**CONSEGNE:**
A – Risponda alle seguenti domande in base al testo di lettura.
(i) In quale anno e in quale città fu messa al rogo Margherita Porete?
(ii) A quale storica si deve la riscoperta dello «Specchio delle anime semplici»?
(iii) Per un articolo su quale teologa il blog subì il più pesante attacco organizzato della sua storia?
B – Riassuma il testo di lettura in due frasi.

**TESTO DI LETTURA:**
※ ※ ※

Ritrovare le voci femministe, le loro tracce, gli scampoli che di esse si sono salvati, diventa una necessità storica, oggi che ci rendiamo conto che le voci dominanti hanno contribuito, in modi diversi ma anche solo esercitando il loro dominio, a una fase storica come quella in cui siamo: un disastroso collasso sistemico, una devastazione di soggettività (umane, animali, ecologiche, intellettuali, spirituali) vampirizzate dal neoliberismo occidentale, che è la punta di diamante dell’intero processo della modernità.

Una punta di diamante inscritta nella sua nascita, non però nelle stelle: poteva andare in modo diverso. È andata così, e tornare sui nostri passi e ritrovare tutte le parole difformi e soffocate nel silenzio è un valido modo per preparare un futuro diverso.

(*) Margherita Porete, poetessa, teologa e mistica francese, fu messa al rogo nel 1310 a Parigi per aver rifiutato sia di ritrattare le sue idee, sia di presentarsi di fronte al tribunale inquisitoriale per discuterne, quando già era in prigione. Per secoli il suo «Specchio delle anime semplici» ha vagato negli archivi senza attribuzione. Si deve alla storica Romana Guarnieri la riscoperta del testo. Forcades non parla di Margherita Porete in questo saggio, che si concentra sull’aspetto intellettuale del lavoro femminile. La mistica ha altri percorsi, potrei tentare un discorso in tema, una volta o l’altra. Vi va?

NOTA DELLA “BOTTEGA”

Alla domanda di Giulia Abbate – «vi va?» – sarebbe meglio che rispondesse chi sta leggendo ma intanto la redazione della “bottega” fa sapere che … sarebbe felicissima di continuare gli scavi nella memoria perduta. Per inciso vale ricordare che il più pesante attacco organizzato subìto da questo blog nella sua ormai decennale storia avvenne per un articolo su Ivone Gebara, teologa femminista brasiliana. E quando i catto-fascisti si arrabbiano… vuol dire che si è sulla strada giusta.

 

Giulia

12 commenti

  • Ringrazio Giulia Abbate per questo breve ma ottimo post, perché allarga i miei orizzonti sul problema del ruolo cvolto dalle donne nella società. Spero siano in molti a leggerlo.

※ ※ ※

**DATI REGISTRATI:**

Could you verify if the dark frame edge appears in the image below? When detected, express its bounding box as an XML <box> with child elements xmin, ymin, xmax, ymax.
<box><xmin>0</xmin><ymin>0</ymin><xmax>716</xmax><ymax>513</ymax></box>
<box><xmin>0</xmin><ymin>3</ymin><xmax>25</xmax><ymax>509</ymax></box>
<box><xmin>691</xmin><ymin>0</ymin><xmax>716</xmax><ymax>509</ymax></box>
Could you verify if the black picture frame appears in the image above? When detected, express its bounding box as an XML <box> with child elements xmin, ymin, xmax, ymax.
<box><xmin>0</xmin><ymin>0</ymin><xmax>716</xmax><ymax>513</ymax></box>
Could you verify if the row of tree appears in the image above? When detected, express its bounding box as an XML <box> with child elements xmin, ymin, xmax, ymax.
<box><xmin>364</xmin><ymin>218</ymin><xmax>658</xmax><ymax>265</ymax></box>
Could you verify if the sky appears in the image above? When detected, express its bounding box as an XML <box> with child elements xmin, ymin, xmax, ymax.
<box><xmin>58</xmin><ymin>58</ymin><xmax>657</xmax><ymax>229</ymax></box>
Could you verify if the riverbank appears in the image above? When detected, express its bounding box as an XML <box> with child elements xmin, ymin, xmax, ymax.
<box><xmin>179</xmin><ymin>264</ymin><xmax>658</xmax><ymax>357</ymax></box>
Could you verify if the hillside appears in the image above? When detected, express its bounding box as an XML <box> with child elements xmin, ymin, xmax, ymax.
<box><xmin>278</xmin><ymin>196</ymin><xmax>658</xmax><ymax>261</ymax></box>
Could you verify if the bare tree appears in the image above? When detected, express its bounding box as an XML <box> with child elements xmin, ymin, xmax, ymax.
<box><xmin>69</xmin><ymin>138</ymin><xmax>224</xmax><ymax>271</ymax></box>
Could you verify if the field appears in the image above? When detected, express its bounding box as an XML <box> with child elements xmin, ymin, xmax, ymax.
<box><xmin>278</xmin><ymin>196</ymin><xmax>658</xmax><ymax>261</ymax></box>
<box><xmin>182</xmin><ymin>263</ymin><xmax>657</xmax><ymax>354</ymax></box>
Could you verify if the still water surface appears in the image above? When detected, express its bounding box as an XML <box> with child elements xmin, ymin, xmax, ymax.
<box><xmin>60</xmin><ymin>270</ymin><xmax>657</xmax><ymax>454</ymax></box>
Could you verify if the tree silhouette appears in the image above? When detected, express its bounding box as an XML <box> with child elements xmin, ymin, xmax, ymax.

※ ※ ※

**SOLUZIONI PUNTO PER PUNTO:**
A –
(i) Nel 1310, a Parigi.
(ii) A Romana Guarnieri.
(iii) Su Ivone Gebara, teologa femminista brasiliana.

B – Il testo afferma che ritrovare le voci femministe è una necessità storica, perché le voci dominanti hanno contribuito all'attuale collasso sistemico, e che recuperare le parole soffocate nel silenzio è un valido modo per preparare un futuro diverso. Una nota ricorda Margherita Porete, messa al rogo nel 1310 per non aver ritrattato le sue idee, e la redazione della “bottega” si dichiara felicissima di continuare gli scavi nella memoria perduta.